John Dewey, um dos mais proeminentes filósofos americanos do século XX, concluía que a política em nossos países é definida, nos bastidores, pelas grandes corporações, e que vai continuar sendo assim enquanto o poder residir nos negócios orientados para o lucro, através do controle privado dos bancos, da terra, da indústria, reforçado pelo comando da imprensa, dos jornalistas e de outros meios de publicidade e propaganda.
O neoliberalismo dos anos 1990 fez mais. Construiu todo o arcabouço legal e institucional para que a política não tocasse na economia, não tocasse nos interesses “do mercado”. Políticas como a de um Banco Central independente são expressão dessa engenharia institucional.

Anotações de contorno de objetos:
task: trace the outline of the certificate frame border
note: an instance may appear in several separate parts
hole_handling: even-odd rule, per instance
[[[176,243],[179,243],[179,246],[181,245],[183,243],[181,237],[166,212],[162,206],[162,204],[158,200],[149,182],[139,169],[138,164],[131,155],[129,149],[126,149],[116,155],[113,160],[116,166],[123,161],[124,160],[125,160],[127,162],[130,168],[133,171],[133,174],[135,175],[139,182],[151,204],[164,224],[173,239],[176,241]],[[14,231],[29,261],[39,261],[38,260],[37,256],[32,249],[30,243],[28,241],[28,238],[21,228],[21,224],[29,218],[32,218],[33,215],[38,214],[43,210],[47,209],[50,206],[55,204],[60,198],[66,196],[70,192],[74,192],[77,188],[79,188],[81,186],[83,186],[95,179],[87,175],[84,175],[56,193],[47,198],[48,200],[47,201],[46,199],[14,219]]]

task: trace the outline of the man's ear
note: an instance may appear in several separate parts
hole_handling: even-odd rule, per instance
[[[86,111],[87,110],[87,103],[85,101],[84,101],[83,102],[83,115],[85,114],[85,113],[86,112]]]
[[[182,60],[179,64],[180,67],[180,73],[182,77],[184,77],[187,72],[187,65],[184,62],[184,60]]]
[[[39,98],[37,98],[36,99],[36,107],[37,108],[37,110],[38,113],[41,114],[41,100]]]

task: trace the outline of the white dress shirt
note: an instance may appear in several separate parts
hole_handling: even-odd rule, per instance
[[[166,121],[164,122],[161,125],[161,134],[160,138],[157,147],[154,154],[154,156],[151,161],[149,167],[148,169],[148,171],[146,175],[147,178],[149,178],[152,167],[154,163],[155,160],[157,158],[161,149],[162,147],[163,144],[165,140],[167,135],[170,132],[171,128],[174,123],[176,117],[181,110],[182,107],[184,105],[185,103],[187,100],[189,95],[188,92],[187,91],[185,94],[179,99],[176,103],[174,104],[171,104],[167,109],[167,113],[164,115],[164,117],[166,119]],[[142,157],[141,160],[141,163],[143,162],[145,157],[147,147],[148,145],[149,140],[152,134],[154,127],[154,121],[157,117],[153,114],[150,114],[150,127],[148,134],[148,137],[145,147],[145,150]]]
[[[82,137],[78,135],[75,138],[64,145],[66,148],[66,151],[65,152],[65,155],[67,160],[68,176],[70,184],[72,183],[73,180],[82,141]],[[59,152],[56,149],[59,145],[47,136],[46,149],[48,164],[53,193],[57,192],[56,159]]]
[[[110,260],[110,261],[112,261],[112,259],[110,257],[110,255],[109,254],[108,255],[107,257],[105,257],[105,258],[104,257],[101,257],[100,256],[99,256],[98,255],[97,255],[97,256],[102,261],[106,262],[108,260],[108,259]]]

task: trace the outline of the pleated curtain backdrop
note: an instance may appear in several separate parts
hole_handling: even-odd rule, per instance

Enunciado:
Estenda o texto sobre política e poder econômico, prosseguindo a partir da última frase apresentada. Os dados não guardam relação com o texto sobre política e poder econômico.

Resposta:
No Brasil, dinheiro e poder continuam associados, mas temos tido avanços nas dimensões republicana e democrática das ações do poder público. Há uma ação mais efetiva do sistema judiciário e da polícia federal no combate à corrupção na política, que acabou por afastar governadores, executivos e parlamentares dos cargos, acusados de uso privado do dinheiro público, de captação ilícita de recursos para campanhas eleitorais, de favorecimentos a empresas em licitações para obras e serviços públicos. Mas, apesar desses avanços, não se tem notícia da penalização das empresas envolvidas – supostamente, os agentes corruptores. Há também várias iniciativas da sociedade civil, que vão desde a defesa de uma reforma política até o projeto de lei que impede a candidatura de pessoas condenadas pela Justiça, batizado de Ficha Limpa, apresentado ao Congresso como projeto de lei de iniciativa popular, respaldado por 1,5 milhão de assinaturas.
A abordagem mais comum para tratar do tema dos abusos do poder econômico na arena da política acaba por acusar a natureza humana – e os políticos de maneira geral – por se deixar seduzir pelo dinheiro. Esquecem do que Dewey aponta como “as ações nos bastidores”, que são constitutivas mesmo do modo de fazer política das grandes corporações.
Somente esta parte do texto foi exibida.